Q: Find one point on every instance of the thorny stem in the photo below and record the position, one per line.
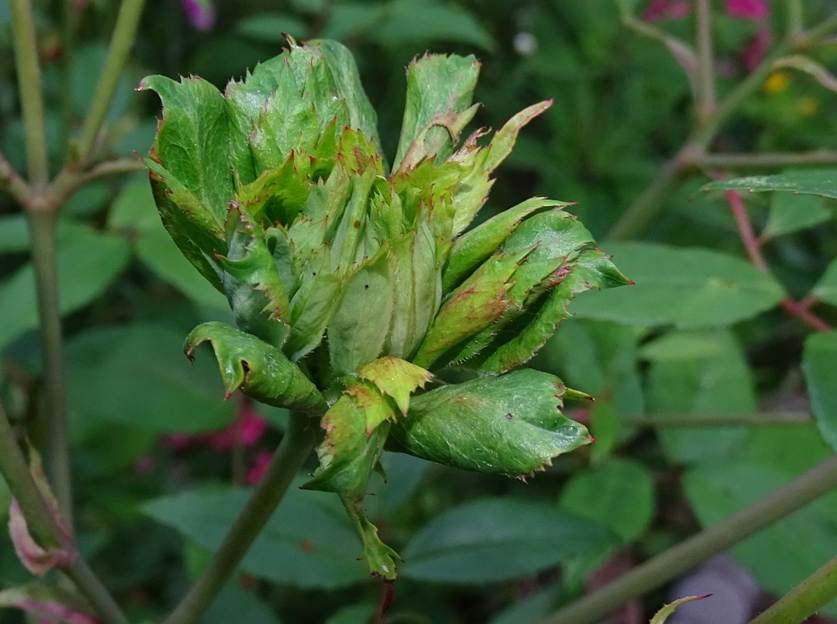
(753, 248)
(649, 202)
(42, 228)
(706, 61)
(292, 452)
(805, 599)
(44, 528)
(121, 43)
(29, 85)
(806, 488)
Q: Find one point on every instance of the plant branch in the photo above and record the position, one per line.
(43, 527)
(648, 203)
(765, 160)
(292, 452)
(753, 248)
(29, 86)
(11, 180)
(121, 43)
(805, 599)
(711, 420)
(706, 61)
(42, 230)
(656, 571)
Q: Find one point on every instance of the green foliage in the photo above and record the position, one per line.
(278, 192)
(819, 182)
(684, 287)
(497, 539)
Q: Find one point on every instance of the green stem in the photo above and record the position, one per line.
(121, 43)
(42, 229)
(29, 85)
(292, 452)
(43, 527)
(655, 572)
(706, 61)
(765, 160)
(805, 599)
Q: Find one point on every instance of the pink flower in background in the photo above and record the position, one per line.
(755, 10)
(200, 12)
(756, 49)
(259, 467)
(666, 9)
(247, 429)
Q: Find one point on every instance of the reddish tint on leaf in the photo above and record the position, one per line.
(247, 429)
(258, 469)
(755, 10)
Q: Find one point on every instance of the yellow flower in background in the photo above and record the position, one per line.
(808, 106)
(777, 82)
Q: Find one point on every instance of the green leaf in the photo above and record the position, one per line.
(108, 368)
(439, 88)
(717, 383)
(819, 362)
(779, 555)
(821, 182)
(258, 369)
(667, 610)
(686, 287)
(306, 544)
(88, 263)
(619, 494)
(509, 425)
(792, 212)
(498, 539)
(826, 289)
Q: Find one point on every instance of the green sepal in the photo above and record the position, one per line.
(473, 247)
(439, 87)
(510, 425)
(259, 370)
(590, 270)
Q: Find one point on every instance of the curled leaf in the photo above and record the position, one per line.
(510, 425)
(258, 369)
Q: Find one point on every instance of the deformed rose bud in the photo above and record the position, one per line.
(350, 282)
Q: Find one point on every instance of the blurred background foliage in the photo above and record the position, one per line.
(159, 456)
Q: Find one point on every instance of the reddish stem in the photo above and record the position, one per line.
(751, 244)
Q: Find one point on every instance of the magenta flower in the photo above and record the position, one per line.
(756, 10)
(201, 13)
(666, 9)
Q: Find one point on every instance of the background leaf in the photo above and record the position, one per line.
(497, 539)
(686, 287)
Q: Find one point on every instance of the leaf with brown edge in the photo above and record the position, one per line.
(396, 378)
(259, 370)
(510, 425)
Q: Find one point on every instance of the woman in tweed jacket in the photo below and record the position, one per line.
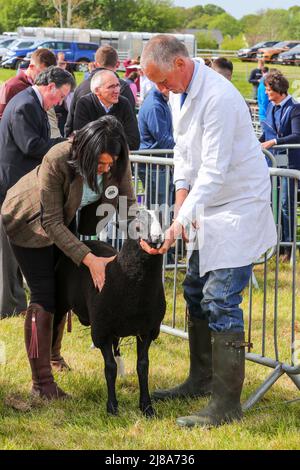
(88, 174)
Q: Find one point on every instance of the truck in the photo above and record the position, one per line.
(75, 52)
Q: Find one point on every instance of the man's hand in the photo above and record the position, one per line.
(268, 144)
(97, 265)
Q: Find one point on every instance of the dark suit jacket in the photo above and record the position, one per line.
(39, 208)
(288, 132)
(24, 138)
(89, 108)
(84, 88)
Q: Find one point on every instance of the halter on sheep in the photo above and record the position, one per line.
(131, 303)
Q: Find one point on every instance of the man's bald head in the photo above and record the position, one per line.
(162, 50)
(99, 79)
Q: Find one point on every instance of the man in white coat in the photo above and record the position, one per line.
(222, 189)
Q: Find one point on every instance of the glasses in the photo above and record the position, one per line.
(102, 164)
(112, 87)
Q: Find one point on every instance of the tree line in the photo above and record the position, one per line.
(154, 16)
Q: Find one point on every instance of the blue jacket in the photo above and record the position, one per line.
(155, 122)
(262, 100)
(289, 129)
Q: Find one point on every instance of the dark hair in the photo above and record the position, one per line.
(106, 56)
(44, 56)
(56, 75)
(106, 135)
(277, 82)
(223, 63)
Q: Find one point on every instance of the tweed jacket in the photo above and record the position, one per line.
(39, 208)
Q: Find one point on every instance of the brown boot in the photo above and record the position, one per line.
(38, 339)
(57, 361)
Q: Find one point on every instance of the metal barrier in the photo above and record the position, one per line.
(283, 357)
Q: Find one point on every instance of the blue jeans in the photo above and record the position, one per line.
(217, 295)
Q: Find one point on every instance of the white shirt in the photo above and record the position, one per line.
(219, 157)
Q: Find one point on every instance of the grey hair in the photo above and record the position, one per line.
(161, 50)
(99, 78)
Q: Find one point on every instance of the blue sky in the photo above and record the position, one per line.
(239, 8)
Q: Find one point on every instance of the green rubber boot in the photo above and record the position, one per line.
(227, 383)
(198, 384)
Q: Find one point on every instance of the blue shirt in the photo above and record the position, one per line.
(262, 100)
(88, 195)
(155, 122)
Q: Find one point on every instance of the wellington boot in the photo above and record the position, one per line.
(228, 377)
(57, 361)
(198, 384)
(38, 339)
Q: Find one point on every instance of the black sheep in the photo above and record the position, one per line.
(131, 303)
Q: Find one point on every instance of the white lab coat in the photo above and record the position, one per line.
(218, 155)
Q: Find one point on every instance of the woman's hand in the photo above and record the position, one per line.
(268, 144)
(97, 265)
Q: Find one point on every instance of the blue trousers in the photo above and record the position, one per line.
(217, 295)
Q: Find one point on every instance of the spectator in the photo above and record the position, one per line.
(40, 60)
(216, 150)
(131, 80)
(156, 131)
(282, 126)
(106, 57)
(61, 110)
(255, 77)
(131, 65)
(12, 294)
(105, 99)
(223, 66)
(24, 140)
(145, 86)
(262, 97)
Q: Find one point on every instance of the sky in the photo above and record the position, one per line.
(239, 8)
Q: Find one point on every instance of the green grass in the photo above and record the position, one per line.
(82, 422)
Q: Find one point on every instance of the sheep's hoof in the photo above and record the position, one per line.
(148, 411)
(112, 408)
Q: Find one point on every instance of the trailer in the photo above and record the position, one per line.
(128, 44)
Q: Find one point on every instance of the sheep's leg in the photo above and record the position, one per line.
(143, 344)
(110, 370)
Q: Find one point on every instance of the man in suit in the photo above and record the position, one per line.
(24, 140)
(40, 60)
(105, 99)
(12, 293)
(215, 154)
(106, 57)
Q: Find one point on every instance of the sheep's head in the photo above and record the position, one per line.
(146, 225)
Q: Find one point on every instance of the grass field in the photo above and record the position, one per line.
(82, 423)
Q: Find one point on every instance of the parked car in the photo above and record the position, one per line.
(271, 54)
(250, 53)
(76, 52)
(5, 42)
(291, 57)
(19, 44)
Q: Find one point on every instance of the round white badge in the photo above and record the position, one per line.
(111, 192)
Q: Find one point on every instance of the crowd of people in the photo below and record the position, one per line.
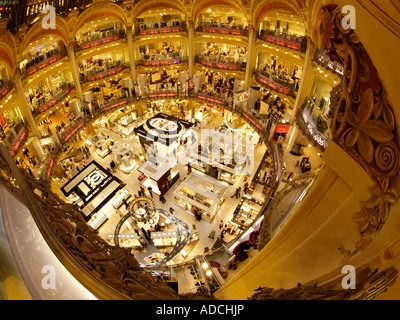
(232, 55)
(277, 107)
(166, 52)
(218, 85)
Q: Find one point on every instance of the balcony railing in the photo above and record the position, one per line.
(161, 30)
(42, 62)
(5, 89)
(161, 62)
(18, 140)
(99, 39)
(276, 84)
(288, 41)
(222, 29)
(103, 72)
(310, 131)
(216, 63)
(321, 57)
(44, 105)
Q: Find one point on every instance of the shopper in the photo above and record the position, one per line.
(238, 193)
(245, 187)
(162, 199)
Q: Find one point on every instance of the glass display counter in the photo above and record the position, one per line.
(119, 198)
(127, 240)
(200, 193)
(102, 142)
(98, 220)
(244, 215)
(125, 160)
(211, 277)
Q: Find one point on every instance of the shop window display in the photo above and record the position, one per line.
(200, 195)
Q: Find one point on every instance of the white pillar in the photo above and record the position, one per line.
(304, 86)
(75, 72)
(251, 54)
(191, 48)
(25, 108)
(131, 53)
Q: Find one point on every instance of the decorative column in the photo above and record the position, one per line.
(75, 71)
(251, 55)
(25, 108)
(191, 48)
(306, 78)
(131, 53)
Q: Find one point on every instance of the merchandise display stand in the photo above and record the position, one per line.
(244, 215)
(201, 193)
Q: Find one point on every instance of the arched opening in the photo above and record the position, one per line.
(165, 26)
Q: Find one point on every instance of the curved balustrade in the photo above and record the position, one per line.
(276, 84)
(321, 57)
(5, 89)
(161, 30)
(42, 61)
(211, 62)
(103, 72)
(18, 140)
(161, 62)
(287, 41)
(222, 29)
(99, 39)
(54, 100)
(310, 131)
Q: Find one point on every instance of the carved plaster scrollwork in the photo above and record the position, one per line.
(364, 126)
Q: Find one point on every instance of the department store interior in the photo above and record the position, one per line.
(178, 137)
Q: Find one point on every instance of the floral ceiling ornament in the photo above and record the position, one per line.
(364, 125)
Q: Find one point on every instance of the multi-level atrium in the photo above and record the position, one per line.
(199, 149)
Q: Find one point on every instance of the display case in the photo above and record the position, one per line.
(124, 157)
(128, 240)
(97, 220)
(168, 238)
(201, 193)
(244, 215)
(119, 198)
(211, 277)
(102, 141)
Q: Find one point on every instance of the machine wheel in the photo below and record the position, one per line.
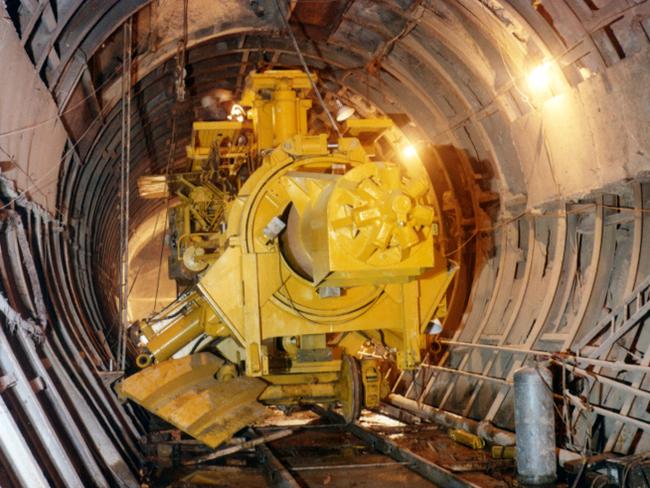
(351, 385)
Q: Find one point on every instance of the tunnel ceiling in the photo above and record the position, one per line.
(543, 192)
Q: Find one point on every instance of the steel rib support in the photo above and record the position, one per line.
(15, 450)
(424, 467)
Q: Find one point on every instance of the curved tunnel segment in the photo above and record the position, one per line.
(530, 117)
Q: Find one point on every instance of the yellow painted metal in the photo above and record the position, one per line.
(208, 135)
(466, 438)
(285, 113)
(185, 393)
(503, 452)
(324, 247)
(349, 388)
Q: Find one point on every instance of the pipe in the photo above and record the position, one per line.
(484, 429)
(535, 426)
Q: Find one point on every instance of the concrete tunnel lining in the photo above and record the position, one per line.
(536, 190)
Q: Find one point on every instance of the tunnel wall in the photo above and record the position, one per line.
(60, 424)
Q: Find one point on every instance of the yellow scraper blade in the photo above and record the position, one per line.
(185, 393)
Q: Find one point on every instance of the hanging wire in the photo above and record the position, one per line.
(125, 161)
(305, 68)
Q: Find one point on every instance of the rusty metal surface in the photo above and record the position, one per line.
(453, 73)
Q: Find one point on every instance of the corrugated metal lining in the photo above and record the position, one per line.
(454, 74)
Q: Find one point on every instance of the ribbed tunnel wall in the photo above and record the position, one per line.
(537, 189)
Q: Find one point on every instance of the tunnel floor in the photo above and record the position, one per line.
(320, 451)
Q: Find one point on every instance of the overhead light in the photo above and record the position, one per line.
(343, 112)
(539, 78)
(409, 151)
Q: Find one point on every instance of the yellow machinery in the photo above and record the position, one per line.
(323, 254)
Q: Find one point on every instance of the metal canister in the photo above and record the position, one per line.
(535, 426)
(466, 438)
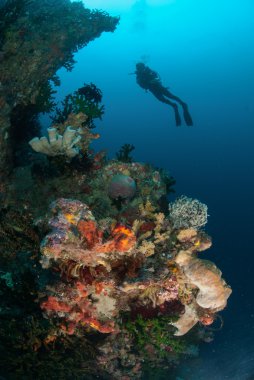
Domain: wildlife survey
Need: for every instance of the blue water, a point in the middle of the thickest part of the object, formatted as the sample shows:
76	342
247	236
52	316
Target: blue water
204	51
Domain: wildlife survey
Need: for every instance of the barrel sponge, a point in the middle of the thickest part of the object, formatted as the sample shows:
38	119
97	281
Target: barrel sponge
213	290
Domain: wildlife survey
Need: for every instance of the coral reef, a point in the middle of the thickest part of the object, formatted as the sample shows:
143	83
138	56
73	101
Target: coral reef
34	45
124	152
100	277
57	144
187	212
85	100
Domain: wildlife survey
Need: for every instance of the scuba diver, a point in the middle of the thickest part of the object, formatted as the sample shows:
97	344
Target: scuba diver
150	81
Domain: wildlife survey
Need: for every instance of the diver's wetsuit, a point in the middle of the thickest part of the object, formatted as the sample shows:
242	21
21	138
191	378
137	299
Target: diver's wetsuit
150	80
_ _ _
Exercise
Set down, word for word and with no other lines, the listing from the line marked by "Need: for every instance of the diver's" through its final line.

Result for this task
Need: for every instance of the diver's wetsuit, a point in the middle of the thickest part of the object, formatted as the sample shows:
242	21
21	138
191	378
137	299
Target: diver's wetsuit
150	80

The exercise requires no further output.